How to complete this task: Below are some records. Say how many of their lines include the string "target", giving only the number.

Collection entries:
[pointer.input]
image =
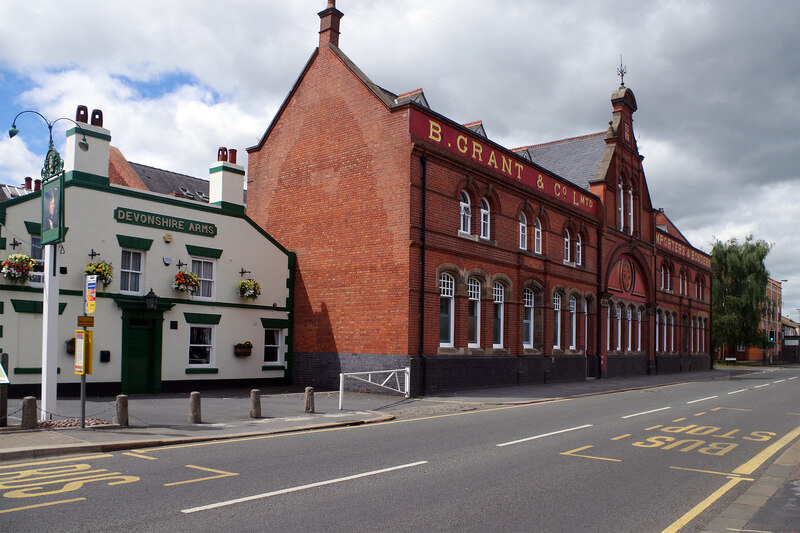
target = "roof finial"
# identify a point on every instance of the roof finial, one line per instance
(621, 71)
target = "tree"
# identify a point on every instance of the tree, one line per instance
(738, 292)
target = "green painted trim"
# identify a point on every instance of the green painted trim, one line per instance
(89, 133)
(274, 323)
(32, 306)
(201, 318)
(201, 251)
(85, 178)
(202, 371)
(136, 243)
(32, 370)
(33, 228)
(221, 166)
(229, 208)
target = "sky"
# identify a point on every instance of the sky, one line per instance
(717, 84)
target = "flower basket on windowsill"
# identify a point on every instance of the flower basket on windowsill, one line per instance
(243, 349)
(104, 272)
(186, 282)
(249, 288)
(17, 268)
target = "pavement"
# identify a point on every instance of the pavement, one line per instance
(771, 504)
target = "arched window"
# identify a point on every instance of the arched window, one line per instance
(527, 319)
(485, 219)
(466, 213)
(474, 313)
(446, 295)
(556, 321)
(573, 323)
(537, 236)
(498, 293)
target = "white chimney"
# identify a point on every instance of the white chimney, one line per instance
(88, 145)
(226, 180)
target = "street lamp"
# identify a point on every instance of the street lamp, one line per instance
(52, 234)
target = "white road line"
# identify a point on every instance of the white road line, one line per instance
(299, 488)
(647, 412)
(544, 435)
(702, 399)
---
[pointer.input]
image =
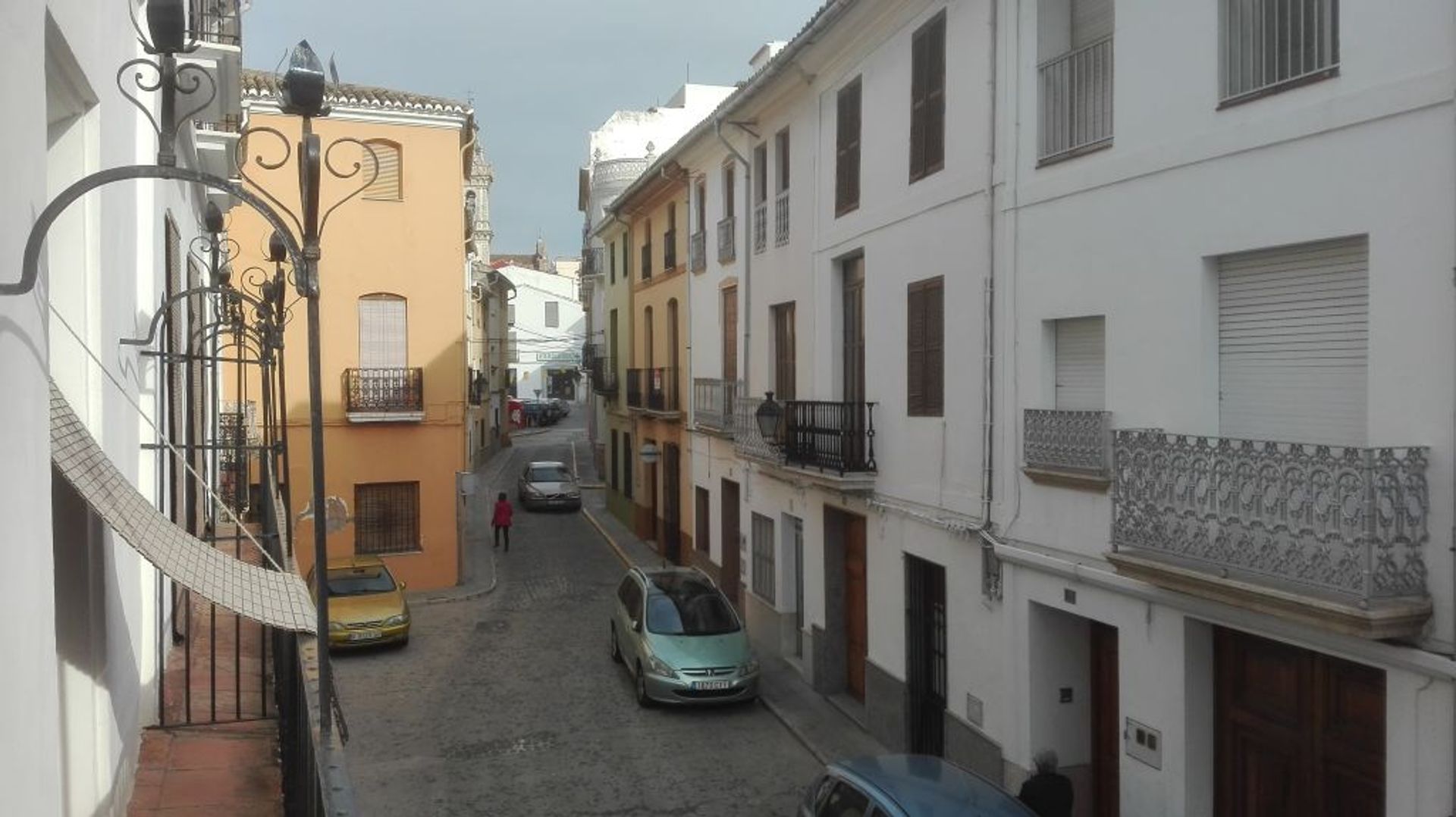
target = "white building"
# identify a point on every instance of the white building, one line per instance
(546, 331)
--
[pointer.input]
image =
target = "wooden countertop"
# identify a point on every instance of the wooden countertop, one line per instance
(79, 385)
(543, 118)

Completed task: 12